### TASK INSTRUCTIONS
a - Quote the passage on pension risk word for word, starting with "However investment returns" and going on through "of the list.".
b - Extend the passage on pension risk, picking up after its final sentence.

### PASSAGE
DB sponsors and trustees see the uncertainty of investment returns, regulatory changes and data issues as their biggest challenges going forward.
These findings were in Aon’s latest Global Pension Risk survey, which has tracked the concerns of those running DB schemes for the past 20 years.
It says that over this period the relative severity of the risks that could threaten schemes’ ability to pay member benefits as they fall due has fallen, and has diminished in the two years since the last survey.
However investment returns remain the top concern for UK DB schemes, but a number of new risks are troubling trustees and sponsors. Regulatory risk now ranks second, up from fourth in 2023. Meanwhile data and benefit risk emerged as a key priority, ranking above traditional concerns such as interest rate and inflation risk.
Concerns about longevity and covenant risk remain unchanged, ranking in third and seventh positions respectively, while liquidity risks have slipped to the bottom of the list.

### DATASET ENTRIES
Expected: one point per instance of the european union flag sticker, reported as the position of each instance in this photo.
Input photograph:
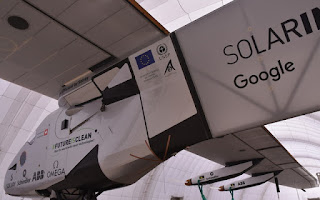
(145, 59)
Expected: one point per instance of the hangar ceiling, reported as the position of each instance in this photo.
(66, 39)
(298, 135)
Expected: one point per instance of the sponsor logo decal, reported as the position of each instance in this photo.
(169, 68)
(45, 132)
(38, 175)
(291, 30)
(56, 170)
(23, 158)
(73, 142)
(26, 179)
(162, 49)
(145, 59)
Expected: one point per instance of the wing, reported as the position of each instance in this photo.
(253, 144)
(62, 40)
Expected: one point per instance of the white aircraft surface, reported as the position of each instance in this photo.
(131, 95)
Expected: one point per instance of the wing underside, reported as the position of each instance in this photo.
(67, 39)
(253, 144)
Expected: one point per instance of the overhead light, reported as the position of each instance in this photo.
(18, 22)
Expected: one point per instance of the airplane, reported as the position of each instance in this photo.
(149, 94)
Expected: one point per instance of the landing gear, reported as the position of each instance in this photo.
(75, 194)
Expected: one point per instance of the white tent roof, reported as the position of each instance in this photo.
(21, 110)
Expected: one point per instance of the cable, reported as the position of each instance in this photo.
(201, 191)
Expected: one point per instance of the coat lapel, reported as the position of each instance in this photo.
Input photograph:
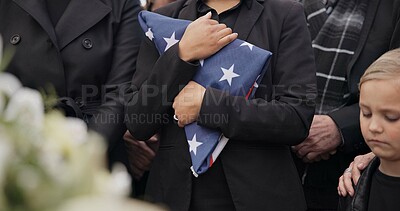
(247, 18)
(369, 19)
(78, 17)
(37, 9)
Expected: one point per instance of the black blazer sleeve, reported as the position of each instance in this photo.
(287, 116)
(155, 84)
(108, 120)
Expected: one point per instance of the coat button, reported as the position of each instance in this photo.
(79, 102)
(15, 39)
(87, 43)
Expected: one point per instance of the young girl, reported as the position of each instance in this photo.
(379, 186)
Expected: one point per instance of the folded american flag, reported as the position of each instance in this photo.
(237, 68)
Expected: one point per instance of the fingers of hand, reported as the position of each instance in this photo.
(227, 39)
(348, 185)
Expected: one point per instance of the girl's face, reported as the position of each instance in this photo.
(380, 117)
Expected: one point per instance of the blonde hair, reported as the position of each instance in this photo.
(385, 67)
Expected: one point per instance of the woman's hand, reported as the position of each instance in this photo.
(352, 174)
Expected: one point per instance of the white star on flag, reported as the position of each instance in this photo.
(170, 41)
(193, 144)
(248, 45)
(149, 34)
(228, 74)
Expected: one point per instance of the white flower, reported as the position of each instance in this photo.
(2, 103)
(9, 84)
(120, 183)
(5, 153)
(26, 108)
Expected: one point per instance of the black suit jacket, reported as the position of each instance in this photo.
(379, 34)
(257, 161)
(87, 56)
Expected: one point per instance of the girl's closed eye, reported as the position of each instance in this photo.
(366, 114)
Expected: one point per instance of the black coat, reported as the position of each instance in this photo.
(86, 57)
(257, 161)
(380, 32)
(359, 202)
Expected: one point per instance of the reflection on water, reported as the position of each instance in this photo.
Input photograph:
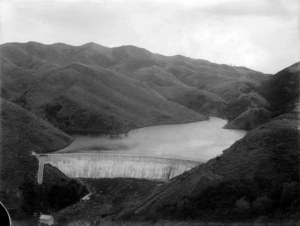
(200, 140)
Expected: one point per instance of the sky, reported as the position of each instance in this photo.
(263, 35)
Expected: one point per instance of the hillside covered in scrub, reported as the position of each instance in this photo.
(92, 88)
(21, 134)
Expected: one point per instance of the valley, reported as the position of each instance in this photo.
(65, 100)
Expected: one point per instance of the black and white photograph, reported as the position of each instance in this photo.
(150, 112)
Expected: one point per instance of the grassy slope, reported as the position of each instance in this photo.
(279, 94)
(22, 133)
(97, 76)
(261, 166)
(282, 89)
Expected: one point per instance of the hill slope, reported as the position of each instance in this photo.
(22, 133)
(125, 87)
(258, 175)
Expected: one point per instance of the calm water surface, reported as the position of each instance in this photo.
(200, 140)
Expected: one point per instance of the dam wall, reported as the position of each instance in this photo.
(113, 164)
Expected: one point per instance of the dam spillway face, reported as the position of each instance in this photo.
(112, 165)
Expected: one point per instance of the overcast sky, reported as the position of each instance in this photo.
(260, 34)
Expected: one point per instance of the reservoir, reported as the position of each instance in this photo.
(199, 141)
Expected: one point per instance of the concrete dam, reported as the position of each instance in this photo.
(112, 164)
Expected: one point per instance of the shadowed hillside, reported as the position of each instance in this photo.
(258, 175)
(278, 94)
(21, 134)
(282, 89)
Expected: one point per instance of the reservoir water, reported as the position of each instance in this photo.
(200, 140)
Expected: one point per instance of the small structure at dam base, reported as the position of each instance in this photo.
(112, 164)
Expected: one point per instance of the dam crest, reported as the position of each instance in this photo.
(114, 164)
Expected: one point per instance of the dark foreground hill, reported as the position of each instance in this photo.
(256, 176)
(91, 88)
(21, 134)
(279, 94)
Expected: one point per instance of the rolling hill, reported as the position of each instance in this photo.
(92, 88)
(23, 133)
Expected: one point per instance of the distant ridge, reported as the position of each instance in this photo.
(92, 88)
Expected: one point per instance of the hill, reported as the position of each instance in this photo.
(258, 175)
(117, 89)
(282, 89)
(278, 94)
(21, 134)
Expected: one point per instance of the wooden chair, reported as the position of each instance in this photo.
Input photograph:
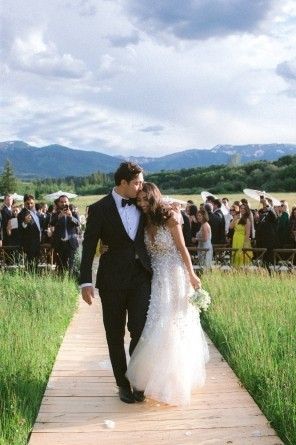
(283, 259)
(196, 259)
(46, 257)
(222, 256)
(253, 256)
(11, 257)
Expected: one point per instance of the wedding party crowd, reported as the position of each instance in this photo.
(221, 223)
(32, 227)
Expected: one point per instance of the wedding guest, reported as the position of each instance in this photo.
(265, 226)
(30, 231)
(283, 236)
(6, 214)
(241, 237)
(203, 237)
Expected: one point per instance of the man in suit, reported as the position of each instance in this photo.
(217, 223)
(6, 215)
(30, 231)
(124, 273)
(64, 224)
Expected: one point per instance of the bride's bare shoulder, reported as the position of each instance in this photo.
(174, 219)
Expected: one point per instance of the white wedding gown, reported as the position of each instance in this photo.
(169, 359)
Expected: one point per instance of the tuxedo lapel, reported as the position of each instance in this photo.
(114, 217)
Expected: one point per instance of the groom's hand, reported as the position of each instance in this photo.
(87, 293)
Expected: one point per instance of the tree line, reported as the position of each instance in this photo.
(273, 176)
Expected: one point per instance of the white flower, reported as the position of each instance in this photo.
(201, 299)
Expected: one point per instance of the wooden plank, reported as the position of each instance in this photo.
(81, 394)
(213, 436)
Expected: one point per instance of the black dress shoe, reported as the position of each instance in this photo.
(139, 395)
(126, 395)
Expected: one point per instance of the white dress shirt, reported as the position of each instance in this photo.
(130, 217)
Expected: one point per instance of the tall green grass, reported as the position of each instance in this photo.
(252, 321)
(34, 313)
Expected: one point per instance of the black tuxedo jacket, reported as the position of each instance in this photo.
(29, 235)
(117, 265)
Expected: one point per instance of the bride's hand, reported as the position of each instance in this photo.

### ANSWER SET
a -
However investment returns remain the top concern for UK DB schemes, but a number of new risks are troubling trustees and sponsors. Regulatory risk now ranks second, up from fourth in 2023. Meanwhile data and benefit risk emerged as a key priority, ranking above traditional concerns such as interest rate and inflation risk.
Concerns about longevity and covenant risk remain unchanged, ranking in third and seventh positions respectively, while liquidity risks have slipped to the bottom of the list.

b -
Aon partner and head of UK retirement policy Matthew Arends says: “Since we started this survey 20 years ago, the UK pensions sector has weathered many storms from the financial crisis and Covid-19 to the 2022 mini-Budget, but DB schemes are now in a stronger position than ever.
“However, those running pension schemes continue to face uncertainty as they grapple with new forms of volatility. While the macro-economic environment has remained challenging, the focus on pensions by consecutive governments has also led to increasing volumes of regulatory change.
“It is therefore not surprising to see regulatory risk climbing high on the agenda and continuing to preoccupy both sponsors and trustees. The survey results underscore the volume of new rules and regulations already required of schemes, but also that regulatory change is expected to continue. For example, the changes from the Pension Scheme Bill, announced in June, occurred after we received the survey responses – and they are unlikely to be the last major regulatory development the industry will face over the next few years.”
Aon partner Alastair McIntosh adds: “Investment returns remain the top concern for DB schemes, whether they are needed to bridge deficits or to maintain strong funding positions for securing members’ retirement benefits.
“However, this iteration of the survey saw data and benefit risk come to prominence. This is almost certainly driven by trustees increasingly recognising the importance of data quality and benefit accuracy before they can undertake key activities such as GMP equalisation exercises, dashboard-readiness or bulk annuity transactions.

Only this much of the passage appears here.